Using SQL for Complex Business Logic Is a Bad Idea 2 – Resilient Software and PL/SQL

All of the code between the BEGIN and END was just plain SQL with no error or exception handling at all. Having so many inserts, updates, deletes, and joins is really an accident just waiting to happen. Initially, the developers were delighted that their code was experiencing no errors. One could even see a little of the Dunning–Kruger effect as they began to tempt fate by saying things like “This PL/SQL stuff is pretty simple, just add a BEGIN, COMMIT, and END and you’re good to go.” The only problem was that the PL/SQL code was initially running successfully each night, i.e., no inconvenient errors. This initial success would prove to be short-lived.
+++++
Prompt >> Extend the passage about the PL/SQL code with no error handling, picking up after its last sentence. The lines after this come from a separate source.

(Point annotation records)
+++++
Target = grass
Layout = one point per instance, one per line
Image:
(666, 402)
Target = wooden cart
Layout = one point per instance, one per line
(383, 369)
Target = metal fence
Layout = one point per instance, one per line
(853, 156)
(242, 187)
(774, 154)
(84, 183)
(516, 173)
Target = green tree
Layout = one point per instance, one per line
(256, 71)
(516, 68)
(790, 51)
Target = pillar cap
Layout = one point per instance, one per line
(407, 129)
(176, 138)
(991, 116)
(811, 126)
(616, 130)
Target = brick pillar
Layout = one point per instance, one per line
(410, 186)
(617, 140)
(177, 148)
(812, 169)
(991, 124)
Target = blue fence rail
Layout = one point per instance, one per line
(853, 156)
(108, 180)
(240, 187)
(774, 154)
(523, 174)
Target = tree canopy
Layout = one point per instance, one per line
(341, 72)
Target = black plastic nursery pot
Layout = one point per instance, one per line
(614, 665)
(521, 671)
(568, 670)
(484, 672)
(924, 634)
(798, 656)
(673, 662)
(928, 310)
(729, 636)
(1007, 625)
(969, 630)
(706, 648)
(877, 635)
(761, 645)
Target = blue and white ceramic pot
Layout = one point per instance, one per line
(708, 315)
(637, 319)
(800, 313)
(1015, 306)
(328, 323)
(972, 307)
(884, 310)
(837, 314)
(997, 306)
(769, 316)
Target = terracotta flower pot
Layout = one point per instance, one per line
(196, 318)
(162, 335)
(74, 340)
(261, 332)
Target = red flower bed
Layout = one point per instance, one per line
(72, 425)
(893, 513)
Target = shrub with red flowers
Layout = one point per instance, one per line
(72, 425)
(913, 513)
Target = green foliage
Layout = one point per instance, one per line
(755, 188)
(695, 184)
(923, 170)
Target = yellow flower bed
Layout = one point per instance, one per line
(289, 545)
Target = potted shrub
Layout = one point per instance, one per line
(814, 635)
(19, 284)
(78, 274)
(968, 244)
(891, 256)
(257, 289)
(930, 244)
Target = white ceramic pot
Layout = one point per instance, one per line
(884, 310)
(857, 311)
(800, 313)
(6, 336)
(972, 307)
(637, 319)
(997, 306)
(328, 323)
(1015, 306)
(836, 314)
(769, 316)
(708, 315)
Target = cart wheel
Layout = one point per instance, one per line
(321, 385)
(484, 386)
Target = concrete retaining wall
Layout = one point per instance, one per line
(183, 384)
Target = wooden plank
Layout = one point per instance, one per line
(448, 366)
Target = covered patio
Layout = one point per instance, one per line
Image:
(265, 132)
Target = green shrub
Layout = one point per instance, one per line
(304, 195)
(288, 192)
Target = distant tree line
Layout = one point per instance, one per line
+++++
Task response >>
Over time, with new incoming data and minor modifications to the script, the overly complex SQL block failed because of an attempted duplicate key insertion. This is a common enough error condition and one that it is prudent to prepare for in your PL/SQL code. As you’ll see in later chapters, it’s easy enough to add this type of error handling. But in the present case, once the SQL block failed, then the whole block was automatically rolled back. Sadly, the log table update was also part of the main transaction, so it too was rolled back. The difficulty with this technique is that any clues about the source of the error are also rolled back into oblivion. This would result in a great deal of developer angst.

The overall effect was that, after the first time the error appeared, it looked like one of the following had occurred:

  • The job didn’t run at all.
  • The job succeeded with no errors or data.
  • The job was rolled back.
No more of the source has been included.